> **Document extract**:
From at least 2007 through 2012, the No-Fault Organization has engaged in a massive and sophisticated scheme to defraud automobile insurance companies of hundreds of millions of dollars by, among other things, creating and operating medical clinics that provided unnecessary and excessive medical treatments in order to take advantage of the No-Fault Law. In order to mislead New York authorities and private insurers, the true owners of these medical clinics (“Clinic Controllers”), almost all of whom were also members and associates of a criminal organization consisting primarily of individuals of Russian descent, paid licensed medical practitioners, including doctors, to use their licenses to incorporate the professional corporations, through which the medical clinics billed the private insurers for the bogus medical treatments. These doctors effectively operated as “straw owners” of the clinics.
The Clinic Controllers paid thousands of dollars in kickbacks to runners who recruited automobile accident passengers to receive medically unnecessary treatments from the no-fault clinics. They also instructed the clinic doctors/straw owners to prescribe excessive and unwarranted referrals for various “modality treatments” for every patient they saw. The treatments included physical therapy, acupuncture, and chiropractic treatments—as many as five times per week for each—and treatments for psychology, neurology, orthopedics, and audiology. Clinic doctors also prescribed unnecessary MRI’s, x-rays, orthopedics, and medical supplies. The Clinic Controllers received thousands of dollars in kickbacks for patient referrals from the owners of the modality clinics (“Modality Controllers”), who were members and associates of the same criminal organization to which the members of the No-Fault Organization and Clinic Controllers belonged.
The Clinic Controllers also referred patients to personal injury lawyers who filed bogus lawsuits on behalf of the patients and coached them on what injuries to claim in order to get as many treatments as possible. The personal injury lawyers also paid the Clinic Controllers thousands of dollars in kickbacks for these referrals.
In order to conceal and disguise the millions of dollars in claims paid by the automobile insurance companies, the members of the No-Fault Organization laundered the money through shell companies and corrupt check-cashing services. Often, checks would be written from the No-Fault or Modality Clinics with the payee line left blank, and in amounts less than $10,000 in order to avoid potential financial institution reporting requirements and other scrutiny. The checks were then cashed through check-cashers who made the checks payable to shell companies they controlled in order to conceal the true nature and purpose of the checks. The cash was then returned to members of the No-Fault Organization to fund kickbacks and for their personal use. At other times, the members and associates of the No-Fault Organization paid themselves through their own shell companies and then used the criminal proceeds to fund expensive vacations and to purchase luxury goods.

> **Supplied information**:
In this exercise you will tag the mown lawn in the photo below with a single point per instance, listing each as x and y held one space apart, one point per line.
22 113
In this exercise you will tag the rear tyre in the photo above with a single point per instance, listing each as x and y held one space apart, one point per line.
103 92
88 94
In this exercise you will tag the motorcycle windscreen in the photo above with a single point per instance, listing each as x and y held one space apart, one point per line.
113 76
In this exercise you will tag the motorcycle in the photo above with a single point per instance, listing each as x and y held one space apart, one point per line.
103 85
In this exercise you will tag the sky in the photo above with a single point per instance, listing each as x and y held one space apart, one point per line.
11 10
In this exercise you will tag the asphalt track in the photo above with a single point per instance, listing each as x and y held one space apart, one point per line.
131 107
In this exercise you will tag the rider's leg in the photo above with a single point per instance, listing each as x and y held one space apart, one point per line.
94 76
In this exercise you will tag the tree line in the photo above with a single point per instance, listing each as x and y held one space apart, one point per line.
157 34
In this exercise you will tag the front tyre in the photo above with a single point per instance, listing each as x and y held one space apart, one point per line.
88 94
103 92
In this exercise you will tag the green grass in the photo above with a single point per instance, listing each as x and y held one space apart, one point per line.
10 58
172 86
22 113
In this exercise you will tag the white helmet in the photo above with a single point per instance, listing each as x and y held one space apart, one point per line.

> **Complete the following**:
#1 Reproduce the stretch of the no-fault fraud passage from "The Clinic Controllers also" through "for these referrals." word for word.
#2 In the no-fault fraud passage, list every treatment named in the sentence that begins "The treatments included".

> **Answer set**:
#1
The Clinic Controllers also referred patients to personal injury lawyers who filed bogus lawsuits on behalf of the patients and coached them on what injuries to claim in order to get as many treatments as possible. The personal injury lawyers also paid the Clinic Controllers thousands of dollars in kickbacks for these referrals.

#2
physical therapy
acupuncture
chiropractic treatments
psychology
neurology
orthopedics
audiology